» **Исходный документ**:

Во френдленте все пишут и вспоминают про свои 90-ые. "Лихое времечко", то, се. А чем мы хуже френдов, мы же себе тоже френды, сказали мы, Луиза. Потом сели перед камином и погрузились в воспоминания.
Я учусь на первом курсе университета. Папа умотал почти на год, мы с мамой вдвоем. Деньги еще советские, но уже обесцененные совсем. У меня стипендия в институте, у мамы зарплата на работе, папа шлет деньги редко, но зато много. На эти "много" мама покупает и закупает какие-то продукты, что-то где-то достает, выменивает, забивает антресоли. В магазинах нет ничего, есть хочется всегда, жарим макароны, жарим картошку, все на хлопковом тяжелом масле. Но мне жить весело и легко - друзья, кафе-мороженое, танцы, мальчишки. Ну, 18 лет, если все объяснения объединить в одно.

(Записи коллекции)

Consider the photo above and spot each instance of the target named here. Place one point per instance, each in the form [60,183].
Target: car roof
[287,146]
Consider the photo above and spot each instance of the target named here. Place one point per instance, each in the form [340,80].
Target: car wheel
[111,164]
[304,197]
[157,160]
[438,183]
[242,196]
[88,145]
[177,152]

...

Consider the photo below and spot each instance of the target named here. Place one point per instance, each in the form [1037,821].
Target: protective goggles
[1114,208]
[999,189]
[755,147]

» **Задание A**: Воспроизведите из исходного документа всё, начиная со слов «Я учусь на первом» и до слов «объединить в одно.».
» **Задание B**: На каком масле, согласно исходному документу, жарили макароны и картошку?
Этот список никак не связан с исходным документом.

» **Итоговый результат A**:
Я учусь на первом курсе университета. Папа умотал почти на год, мы с мамой вдвоем. Деньги еще советские, но уже обесцененные совсем. У меня стипендия в институте, у мамы зарплата на работе, папа шлет деньги редко, но зато много. На эти "много" мама покупает и закупает какие-то продукты, что-то где-то достает, выменивает, забивает антресоли. В магазинах нет ничего, есть хочется всегда, жарим макароны, жарим картошку, все на хлопковом тяжелом масле. Но мне жить весело и легко - друзья, кафе-мороженое, танцы, мальчишки. Ну, 18 лет, если все объяснения объединить в одно.

» **Итоговый результат B**: На хлопковом тяжелом масле.